■ Selected excerpt ■
⁂
Let’s take some examples to observe how our existing sources of inspiration have become gradually irrelevant and obsolete for the young generation. For example, Mayor Balen Shah of Kathmandu, considering Sita a national figure of Nepal, decided to ban a movie in Kathmandu when it claimed that Sita was the daughter of Bharat.

In an era when the gender roles within marriage have changed, I am sure even Balen Shah would not dare impose the ideals of Sita on the daughters of Kathmandu. Many women in Kathmandu would not feel comfortable if they have to go through a stringent test for chastity just because they have been away from their husbands for some time. As a result, there is nothing inspirational or socially transformative about this political gimmick by Balen Shah.

If Sita was really an inspirational figure for Balen Shah, he would also raise concerns about movies where the representation of women contradicts the ideal image of women as prescribed in Hindu religious texts.

Similarly, in Nepal, the people hold this fact in high esteem: the Buddha was born in Nepal. However, the rampant corruption, lust for material exuberance, social discrimination, and moral degradation in the political and public spheres indicate that this historical fact has not inspired us Nepalis.

We have not assimilated the teachings of Buddha to become better human beings, make sustainable lifestyle decisions, improve our ethical behaviour, or become aware of the suffering of other people.

Moreover, for many years in Nepal, at least in the political sphere, the five godheads of communism (Marx, Engels, Lenin, Stalin, and Mao) provided some inspiration to youth for revolution. However, after the end of the decade-long revolution, this current generation has gradually realised that the hallowed dreams of communist utopia have only resulted in corruption, the cult of personality, crony capitalism, nepotism, and favouritism. Thus, their zeal and romance for the impending rebellion among the young generation have simply evaporated.

Among the best minds and educated classes in Nepal, there is still an aspiration for a government job and making a house in the Kathmandu valley. But the nature of government jobs in Nepal has remained rather rigid, hierarchical, without proper performance-based recognition, riddled with corruption of character, and tarnished by political influence. Also, the so-called best minds of the bureaucracy in Nepal have always been too self-centred, only concerned about their own progress, family, and wealth accumulation.

As a result, many educated people with self-respect and independent thinking have left Nepal, seeking employment in foreign destinations where there is intellectual freedom and higher earnings without corruption.
⁂
■ Listed entries ■
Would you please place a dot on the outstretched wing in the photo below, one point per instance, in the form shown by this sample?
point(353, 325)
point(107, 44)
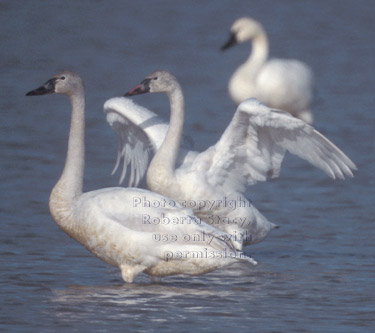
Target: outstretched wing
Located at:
point(253, 147)
point(140, 133)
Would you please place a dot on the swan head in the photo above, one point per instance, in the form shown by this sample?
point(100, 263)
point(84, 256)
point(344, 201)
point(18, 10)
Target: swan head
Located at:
point(66, 83)
point(159, 81)
point(242, 30)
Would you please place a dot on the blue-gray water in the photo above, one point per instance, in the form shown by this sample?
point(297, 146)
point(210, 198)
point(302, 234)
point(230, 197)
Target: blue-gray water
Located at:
point(316, 273)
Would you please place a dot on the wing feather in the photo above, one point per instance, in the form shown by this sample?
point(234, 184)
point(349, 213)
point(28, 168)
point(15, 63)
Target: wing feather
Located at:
point(254, 144)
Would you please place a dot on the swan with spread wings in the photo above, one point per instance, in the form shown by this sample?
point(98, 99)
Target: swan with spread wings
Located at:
point(213, 182)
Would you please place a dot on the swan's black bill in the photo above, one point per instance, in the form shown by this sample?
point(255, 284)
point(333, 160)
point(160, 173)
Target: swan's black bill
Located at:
point(231, 42)
point(142, 88)
point(47, 88)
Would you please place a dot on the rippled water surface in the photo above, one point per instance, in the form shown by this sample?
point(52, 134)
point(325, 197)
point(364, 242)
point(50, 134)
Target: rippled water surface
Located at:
point(316, 273)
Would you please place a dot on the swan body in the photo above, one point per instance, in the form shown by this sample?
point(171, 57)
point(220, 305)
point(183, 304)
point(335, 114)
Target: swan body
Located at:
point(284, 84)
point(159, 239)
point(251, 149)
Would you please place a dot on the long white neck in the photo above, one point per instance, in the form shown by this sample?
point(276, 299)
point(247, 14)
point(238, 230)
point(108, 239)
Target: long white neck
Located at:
point(70, 184)
point(242, 82)
point(259, 53)
point(163, 164)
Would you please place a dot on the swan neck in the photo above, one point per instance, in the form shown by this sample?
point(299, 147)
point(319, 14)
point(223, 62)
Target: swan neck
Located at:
point(161, 171)
point(70, 184)
point(171, 144)
point(259, 53)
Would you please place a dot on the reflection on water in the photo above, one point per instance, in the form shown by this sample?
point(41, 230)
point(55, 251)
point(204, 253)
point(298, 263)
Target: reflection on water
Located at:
point(314, 273)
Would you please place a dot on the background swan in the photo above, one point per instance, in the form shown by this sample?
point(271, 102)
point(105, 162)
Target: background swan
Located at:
point(279, 83)
point(250, 150)
point(113, 223)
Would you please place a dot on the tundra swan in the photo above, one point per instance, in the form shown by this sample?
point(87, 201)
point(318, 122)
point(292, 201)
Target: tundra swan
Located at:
point(284, 84)
point(133, 229)
point(213, 182)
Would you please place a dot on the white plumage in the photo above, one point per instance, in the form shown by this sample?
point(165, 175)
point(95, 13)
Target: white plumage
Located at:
point(284, 84)
point(250, 150)
point(133, 229)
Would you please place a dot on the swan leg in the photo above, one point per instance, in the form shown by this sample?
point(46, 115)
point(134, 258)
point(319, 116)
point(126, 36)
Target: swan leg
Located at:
point(129, 273)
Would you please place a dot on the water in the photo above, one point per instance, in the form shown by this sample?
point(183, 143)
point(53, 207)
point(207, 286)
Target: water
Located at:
point(316, 272)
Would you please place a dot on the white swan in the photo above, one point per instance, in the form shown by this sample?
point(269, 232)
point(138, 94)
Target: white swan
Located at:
point(134, 229)
point(279, 83)
point(213, 182)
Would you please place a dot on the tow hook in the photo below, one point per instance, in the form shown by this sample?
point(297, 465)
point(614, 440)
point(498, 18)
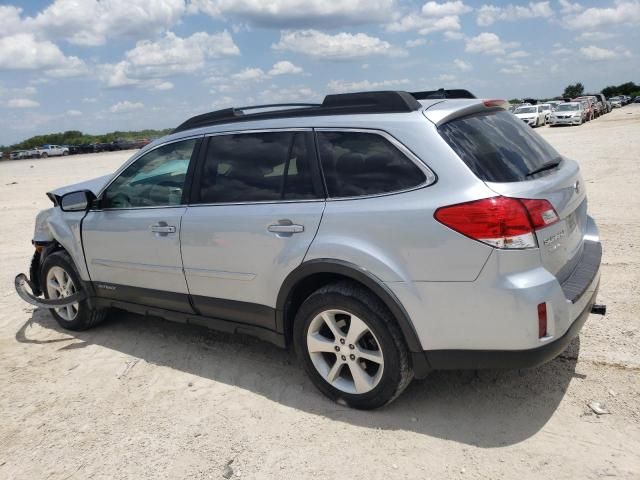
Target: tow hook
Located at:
point(24, 289)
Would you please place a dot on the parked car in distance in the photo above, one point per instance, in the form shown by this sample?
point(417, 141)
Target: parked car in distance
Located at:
point(18, 155)
point(532, 115)
point(49, 151)
point(546, 108)
point(571, 113)
point(589, 107)
point(616, 102)
point(261, 223)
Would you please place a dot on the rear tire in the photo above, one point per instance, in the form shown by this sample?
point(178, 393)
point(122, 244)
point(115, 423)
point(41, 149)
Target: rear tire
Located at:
point(351, 347)
point(59, 278)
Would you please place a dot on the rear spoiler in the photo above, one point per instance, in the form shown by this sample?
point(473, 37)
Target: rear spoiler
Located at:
point(442, 94)
point(441, 113)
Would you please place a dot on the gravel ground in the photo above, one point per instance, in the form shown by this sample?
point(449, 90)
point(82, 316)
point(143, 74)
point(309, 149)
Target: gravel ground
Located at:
point(143, 398)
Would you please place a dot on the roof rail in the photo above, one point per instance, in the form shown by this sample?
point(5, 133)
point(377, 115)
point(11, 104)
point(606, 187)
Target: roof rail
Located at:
point(442, 93)
point(338, 104)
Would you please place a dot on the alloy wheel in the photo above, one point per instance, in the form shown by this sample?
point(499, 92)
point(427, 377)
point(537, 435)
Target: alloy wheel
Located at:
point(345, 351)
point(60, 285)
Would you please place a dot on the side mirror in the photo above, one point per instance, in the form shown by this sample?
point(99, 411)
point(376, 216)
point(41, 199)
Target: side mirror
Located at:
point(77, 201)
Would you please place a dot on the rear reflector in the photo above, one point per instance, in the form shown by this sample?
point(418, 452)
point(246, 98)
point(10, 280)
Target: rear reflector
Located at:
point(501, 222)
point(542, 320)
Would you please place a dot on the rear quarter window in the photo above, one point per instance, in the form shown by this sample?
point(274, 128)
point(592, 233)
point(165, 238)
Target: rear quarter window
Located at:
point(358, 164)
point(497, 146)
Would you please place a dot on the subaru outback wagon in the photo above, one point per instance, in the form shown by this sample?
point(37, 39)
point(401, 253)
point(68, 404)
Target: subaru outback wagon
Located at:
point(380, 234)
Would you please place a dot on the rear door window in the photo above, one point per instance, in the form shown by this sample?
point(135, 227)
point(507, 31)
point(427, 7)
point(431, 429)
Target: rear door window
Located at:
point(258, 167)
point(498, 147)
point(361, 163)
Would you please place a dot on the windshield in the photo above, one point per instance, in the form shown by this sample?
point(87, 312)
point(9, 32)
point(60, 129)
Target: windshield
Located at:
point(498, 147)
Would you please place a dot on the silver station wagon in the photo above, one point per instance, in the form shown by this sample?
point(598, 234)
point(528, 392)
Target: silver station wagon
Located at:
point(380, 234)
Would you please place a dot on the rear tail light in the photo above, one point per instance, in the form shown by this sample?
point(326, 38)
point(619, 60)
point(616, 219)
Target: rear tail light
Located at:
point(501, 222)
point(542, 320)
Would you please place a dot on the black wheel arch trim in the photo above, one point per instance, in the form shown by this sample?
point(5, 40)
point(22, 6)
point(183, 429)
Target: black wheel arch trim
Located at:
point(369, 280)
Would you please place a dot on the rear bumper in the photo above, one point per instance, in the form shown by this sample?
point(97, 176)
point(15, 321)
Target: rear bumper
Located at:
point(482, 359)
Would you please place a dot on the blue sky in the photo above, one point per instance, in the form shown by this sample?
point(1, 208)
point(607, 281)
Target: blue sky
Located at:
point(102, 65)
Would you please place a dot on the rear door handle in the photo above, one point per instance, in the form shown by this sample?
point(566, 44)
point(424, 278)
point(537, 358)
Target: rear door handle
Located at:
point(285, 228)
point(163, 229)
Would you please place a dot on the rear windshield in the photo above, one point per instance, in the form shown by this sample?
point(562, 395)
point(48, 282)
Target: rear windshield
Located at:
point(498, 147)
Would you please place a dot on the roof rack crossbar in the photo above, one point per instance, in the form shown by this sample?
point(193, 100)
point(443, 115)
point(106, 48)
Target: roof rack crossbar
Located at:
point(442, 93)
point(278, 105)
point(337, 104)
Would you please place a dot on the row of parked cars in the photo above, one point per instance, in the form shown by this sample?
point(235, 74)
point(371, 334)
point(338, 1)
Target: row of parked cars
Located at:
point(567, 111)
point(62, 150)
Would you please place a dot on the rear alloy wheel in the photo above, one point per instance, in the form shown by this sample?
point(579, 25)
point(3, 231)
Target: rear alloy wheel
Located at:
point(345, 352)
point(351, 347)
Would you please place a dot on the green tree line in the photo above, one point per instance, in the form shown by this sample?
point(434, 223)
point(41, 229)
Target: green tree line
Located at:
point(76, 137)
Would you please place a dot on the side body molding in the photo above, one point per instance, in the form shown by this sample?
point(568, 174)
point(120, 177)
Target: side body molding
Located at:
point(346, 269)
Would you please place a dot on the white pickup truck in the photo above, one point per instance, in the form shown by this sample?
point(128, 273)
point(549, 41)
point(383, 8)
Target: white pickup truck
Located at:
point(49, 151)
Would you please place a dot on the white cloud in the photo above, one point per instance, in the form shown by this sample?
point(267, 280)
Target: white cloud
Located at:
point(163, 86)
point(489, 14)
point(454, 35)
point(344, 86)
point(250, 75)
point(624, 12)
point(596, 53)
point(435, 9)
point(10, 19)
point(22, 103)
point(488, 43)
point(462, 65)
point(447, 78)
point(298, 13)
point(171, 55)
point(23, 51)
point(516, 69)
point(284, 67)
point(595, 36)
point(91, 22)
point(567, 7)
point(416, 43)
point(341, 46)
point(126, 107)
point(425, 25)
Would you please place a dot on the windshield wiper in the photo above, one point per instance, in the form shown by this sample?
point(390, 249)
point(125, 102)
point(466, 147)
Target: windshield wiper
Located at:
point(544, 167)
⁂
■ Exercise A ■
In the essay on inspiration in Nepal, what claim in a movie led Mayor Balen Shah to ban it in Kathmandu?
■ Exercise B ■
Write out the section of the essay on inspiration in Nepal starting at "Let’s take some" and ending at "by Balen Shah.".

■ Complete response A ■
The movie claimed that Sita was the daughter of Bharat.

■ Complete response B ■
Let’s take some examples to observe how our existing sources of inspiration have become gradually irrelevant and obsolete for the young generation. For example, Mayor Balen Shah of Kathmandu, considering Sita a national figure of Nepal, decided to ban a movie in Kathmandu when it claimed that Sita was the daughter of Bharat.

In an era when the gender roles within marriage have changed, I am sure even Balen Shah would not dare impose the ideals of Sita on the daughters of Kathmandu. Many women in Kathmandu would not feel comfortable if they have to go through a stringent test for chastity just because they have been away from their husbands for some time. As a result, there is nothing inspirational or socially transformative about this political gimmick by Balen Shah.